[Material shown]:

== == ==

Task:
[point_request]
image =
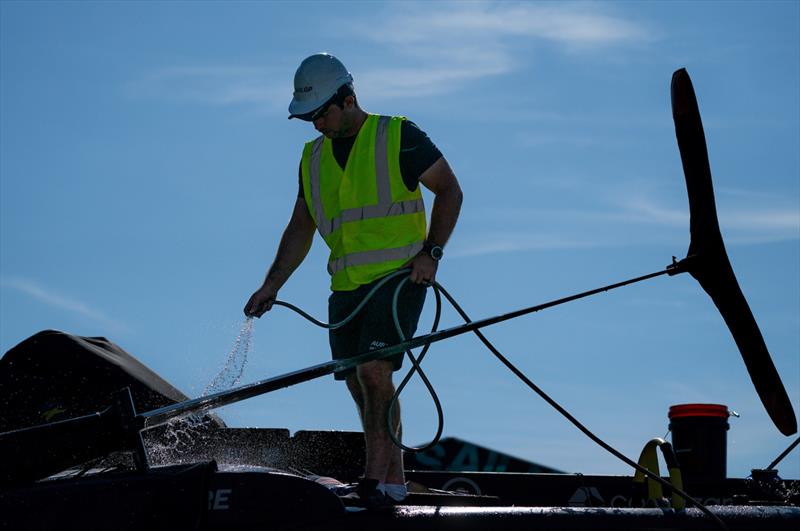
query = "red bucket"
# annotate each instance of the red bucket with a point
(699, 438)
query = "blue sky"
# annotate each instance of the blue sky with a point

== == ==

[Do this]:
Can you write out all the records above again, replacing every "annotate" with "mark" and changing nothing else? Leave the pictures out.

[Result of this task]:
Task:
[point_request]
image =
query = "red bucket"
# mark each instance of the red bucket with a point
(699, 438)
query = "blue sky"
# mark each instance of the blue sky with a point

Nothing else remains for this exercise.